*Your task*
Continue the forum reply explaining how the MML vibrato and detuning trick produces a tremolo-like effect, picking up right after its final sentence.

*Page*
How does it work? (Whoops don't know mml, but I'm curious anyway lol)

Replying to:MZ952
How does it work? (Whoops don't know mml, but I'm curious anyway lol)
stuff I know for sureSo the @MP8,8,64,0 makes the sound have vibrato. So the actual sound it’s making has vibrato. But I’m also playing the same type of sound a 64th of a half-step away (with @D) (a small bit more than a cent) and that causes them to be very slightly off sync. Because of the science behind sound and all that, the sine waves (@224-@255 before WAVSET or WAVSETA are used) are sometimes in sync doubling the volume, and are sometimes opposites and cancel each other out. This gives an effect similar to tremolo. Normally to add tremolo to MML, you’d use @MA in a similar way to @MP for vibrato, but you can’t do both at the same time using this. But because of this detuning thing, you can do both at once.

*Supplied records*
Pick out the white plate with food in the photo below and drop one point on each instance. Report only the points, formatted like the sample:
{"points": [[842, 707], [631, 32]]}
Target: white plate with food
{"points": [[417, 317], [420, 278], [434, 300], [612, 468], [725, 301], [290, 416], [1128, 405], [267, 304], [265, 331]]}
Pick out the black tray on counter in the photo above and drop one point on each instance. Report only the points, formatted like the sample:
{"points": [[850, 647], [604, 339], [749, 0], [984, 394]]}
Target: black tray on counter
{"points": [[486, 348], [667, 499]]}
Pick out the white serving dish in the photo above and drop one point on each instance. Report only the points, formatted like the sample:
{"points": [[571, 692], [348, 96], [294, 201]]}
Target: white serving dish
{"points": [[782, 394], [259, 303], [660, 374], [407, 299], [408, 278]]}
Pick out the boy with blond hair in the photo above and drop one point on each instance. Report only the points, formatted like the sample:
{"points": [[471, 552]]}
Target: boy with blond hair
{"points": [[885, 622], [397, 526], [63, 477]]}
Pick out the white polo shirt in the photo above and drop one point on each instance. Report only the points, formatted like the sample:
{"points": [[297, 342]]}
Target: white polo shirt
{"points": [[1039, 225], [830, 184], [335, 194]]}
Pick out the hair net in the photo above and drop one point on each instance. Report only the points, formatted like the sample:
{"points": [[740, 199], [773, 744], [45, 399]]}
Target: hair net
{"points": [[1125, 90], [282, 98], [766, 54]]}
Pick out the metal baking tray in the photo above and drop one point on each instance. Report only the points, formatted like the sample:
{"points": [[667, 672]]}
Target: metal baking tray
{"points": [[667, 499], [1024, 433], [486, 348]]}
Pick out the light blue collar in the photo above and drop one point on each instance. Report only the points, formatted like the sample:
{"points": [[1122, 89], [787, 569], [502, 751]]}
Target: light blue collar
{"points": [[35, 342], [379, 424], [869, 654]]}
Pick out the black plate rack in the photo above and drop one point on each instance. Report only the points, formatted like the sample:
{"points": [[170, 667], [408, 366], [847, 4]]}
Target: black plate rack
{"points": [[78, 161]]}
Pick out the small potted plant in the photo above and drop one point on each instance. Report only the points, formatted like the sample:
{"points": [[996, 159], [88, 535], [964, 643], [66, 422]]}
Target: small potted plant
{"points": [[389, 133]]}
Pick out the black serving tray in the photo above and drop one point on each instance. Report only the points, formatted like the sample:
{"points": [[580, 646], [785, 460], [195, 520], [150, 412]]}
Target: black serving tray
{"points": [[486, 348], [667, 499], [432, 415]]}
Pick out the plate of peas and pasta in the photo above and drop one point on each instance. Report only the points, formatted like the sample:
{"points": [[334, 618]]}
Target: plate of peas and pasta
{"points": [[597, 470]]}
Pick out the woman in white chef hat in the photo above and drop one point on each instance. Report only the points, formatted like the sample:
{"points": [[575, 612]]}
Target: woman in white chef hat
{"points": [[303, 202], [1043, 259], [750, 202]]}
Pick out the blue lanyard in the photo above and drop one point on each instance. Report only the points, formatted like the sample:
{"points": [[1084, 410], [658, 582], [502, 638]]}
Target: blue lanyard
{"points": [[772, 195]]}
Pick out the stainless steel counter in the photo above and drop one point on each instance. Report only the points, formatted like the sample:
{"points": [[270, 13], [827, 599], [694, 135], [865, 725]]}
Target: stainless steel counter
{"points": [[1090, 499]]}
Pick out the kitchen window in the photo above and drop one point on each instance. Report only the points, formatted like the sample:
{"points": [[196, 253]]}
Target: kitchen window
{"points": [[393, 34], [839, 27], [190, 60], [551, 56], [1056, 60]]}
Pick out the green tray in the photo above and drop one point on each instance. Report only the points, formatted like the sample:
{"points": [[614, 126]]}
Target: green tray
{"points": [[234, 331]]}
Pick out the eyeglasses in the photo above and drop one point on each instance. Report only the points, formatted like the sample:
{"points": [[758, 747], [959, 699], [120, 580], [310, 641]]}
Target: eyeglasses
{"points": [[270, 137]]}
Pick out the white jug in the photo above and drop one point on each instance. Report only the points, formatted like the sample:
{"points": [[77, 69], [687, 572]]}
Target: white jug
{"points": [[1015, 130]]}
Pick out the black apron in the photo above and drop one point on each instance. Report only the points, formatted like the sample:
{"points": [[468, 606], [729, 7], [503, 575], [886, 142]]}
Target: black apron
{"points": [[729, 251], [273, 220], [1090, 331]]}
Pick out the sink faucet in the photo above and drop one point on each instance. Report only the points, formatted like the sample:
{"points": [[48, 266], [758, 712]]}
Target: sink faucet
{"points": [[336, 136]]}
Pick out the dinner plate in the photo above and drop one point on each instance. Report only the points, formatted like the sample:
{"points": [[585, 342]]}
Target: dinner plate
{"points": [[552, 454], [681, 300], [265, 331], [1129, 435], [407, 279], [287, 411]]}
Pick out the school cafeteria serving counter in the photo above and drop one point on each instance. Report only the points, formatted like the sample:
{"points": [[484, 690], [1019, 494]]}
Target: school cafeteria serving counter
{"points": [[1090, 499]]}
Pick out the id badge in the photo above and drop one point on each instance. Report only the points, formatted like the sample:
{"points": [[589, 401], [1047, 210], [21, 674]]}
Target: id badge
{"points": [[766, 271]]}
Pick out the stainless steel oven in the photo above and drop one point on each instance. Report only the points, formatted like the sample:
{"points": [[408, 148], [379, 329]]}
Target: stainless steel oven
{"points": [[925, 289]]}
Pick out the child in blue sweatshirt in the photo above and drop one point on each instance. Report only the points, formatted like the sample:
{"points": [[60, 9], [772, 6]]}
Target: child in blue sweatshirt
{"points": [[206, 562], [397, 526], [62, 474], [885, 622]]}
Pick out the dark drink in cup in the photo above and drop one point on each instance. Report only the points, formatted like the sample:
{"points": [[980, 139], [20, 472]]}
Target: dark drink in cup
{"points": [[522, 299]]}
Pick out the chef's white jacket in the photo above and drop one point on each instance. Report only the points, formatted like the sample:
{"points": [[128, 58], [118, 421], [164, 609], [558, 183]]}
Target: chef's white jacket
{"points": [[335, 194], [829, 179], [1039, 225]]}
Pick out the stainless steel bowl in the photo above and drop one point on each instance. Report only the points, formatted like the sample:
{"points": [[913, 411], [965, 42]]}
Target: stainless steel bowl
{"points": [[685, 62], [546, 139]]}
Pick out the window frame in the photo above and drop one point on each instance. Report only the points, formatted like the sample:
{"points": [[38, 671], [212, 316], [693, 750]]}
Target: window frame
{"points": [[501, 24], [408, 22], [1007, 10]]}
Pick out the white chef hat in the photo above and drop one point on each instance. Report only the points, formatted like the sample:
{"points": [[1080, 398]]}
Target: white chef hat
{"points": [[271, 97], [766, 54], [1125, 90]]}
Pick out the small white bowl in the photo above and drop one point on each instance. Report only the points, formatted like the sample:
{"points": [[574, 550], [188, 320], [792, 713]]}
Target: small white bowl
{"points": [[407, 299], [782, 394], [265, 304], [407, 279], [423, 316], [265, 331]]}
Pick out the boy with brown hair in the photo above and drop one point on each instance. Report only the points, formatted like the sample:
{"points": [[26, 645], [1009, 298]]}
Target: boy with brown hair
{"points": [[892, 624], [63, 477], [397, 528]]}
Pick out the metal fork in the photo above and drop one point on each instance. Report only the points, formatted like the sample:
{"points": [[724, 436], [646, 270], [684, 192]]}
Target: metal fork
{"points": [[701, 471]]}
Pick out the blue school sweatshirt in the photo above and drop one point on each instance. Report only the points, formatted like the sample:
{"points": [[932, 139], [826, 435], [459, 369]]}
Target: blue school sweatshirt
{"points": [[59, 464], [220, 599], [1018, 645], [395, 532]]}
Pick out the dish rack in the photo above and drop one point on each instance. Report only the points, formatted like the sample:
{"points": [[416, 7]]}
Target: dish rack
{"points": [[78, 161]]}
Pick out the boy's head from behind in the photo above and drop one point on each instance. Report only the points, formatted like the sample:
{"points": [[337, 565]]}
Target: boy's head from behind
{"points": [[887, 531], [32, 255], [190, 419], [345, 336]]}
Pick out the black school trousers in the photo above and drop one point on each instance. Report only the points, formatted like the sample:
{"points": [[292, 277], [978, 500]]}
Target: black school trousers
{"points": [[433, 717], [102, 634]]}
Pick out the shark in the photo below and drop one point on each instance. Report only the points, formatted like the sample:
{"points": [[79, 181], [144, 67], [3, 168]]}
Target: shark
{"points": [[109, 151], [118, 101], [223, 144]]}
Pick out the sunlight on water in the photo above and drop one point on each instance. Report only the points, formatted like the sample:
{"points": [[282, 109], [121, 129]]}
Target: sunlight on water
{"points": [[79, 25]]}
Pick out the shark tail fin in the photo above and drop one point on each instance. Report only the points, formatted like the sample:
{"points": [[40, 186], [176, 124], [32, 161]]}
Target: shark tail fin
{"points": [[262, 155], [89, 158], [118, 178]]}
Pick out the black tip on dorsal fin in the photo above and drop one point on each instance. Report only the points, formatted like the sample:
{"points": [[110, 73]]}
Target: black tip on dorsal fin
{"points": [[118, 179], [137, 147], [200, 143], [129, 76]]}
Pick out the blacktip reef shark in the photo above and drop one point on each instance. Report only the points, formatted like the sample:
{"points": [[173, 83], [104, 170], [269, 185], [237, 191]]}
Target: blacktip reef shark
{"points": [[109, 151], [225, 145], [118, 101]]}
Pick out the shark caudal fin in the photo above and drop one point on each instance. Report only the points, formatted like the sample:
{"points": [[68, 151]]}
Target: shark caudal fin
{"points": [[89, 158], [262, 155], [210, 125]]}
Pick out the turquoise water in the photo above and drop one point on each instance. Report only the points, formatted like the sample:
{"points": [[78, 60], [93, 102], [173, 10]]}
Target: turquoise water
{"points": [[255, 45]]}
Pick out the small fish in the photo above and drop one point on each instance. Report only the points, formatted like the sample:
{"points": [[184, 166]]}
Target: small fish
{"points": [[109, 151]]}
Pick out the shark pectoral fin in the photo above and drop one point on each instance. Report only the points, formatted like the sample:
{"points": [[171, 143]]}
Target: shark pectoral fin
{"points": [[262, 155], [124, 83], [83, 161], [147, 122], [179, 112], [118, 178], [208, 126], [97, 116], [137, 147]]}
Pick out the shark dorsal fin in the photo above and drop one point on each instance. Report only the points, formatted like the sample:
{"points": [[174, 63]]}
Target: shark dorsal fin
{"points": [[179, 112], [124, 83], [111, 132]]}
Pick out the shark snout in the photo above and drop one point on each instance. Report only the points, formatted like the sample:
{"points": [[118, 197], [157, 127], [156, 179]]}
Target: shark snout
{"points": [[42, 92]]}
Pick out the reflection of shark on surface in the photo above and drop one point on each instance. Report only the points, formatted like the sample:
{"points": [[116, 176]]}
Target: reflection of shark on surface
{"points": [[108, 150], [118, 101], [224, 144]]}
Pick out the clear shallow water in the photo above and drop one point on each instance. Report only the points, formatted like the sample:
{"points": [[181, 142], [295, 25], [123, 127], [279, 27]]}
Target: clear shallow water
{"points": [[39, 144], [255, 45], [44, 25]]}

*Task output*
stuff I’m unsure aboutPeople can’t tune that finely lol So because people can’t really tune to less than a cent, that makes this slow of a tremolo pretty much impossible to achieve by detuning. The average human ear can hear about a 5 cent difference, which 5 is almost 2x bigger than a 64th of 100. So you’d think that you’d just get faster tremolo, but once it gets far enough that it’s humanly possible, you start hearing bad intonation instead of fake tremolo. That’s because 5 cents, being the smallest thing we can identify as being “out of tune”, happens to be included in things we detect as “out of tune”. But it might not be too bad until we get further out of tune because 5 cents is fairly small. I’m not telling you to be lazy with your tuning, though, because that can destroy a performance.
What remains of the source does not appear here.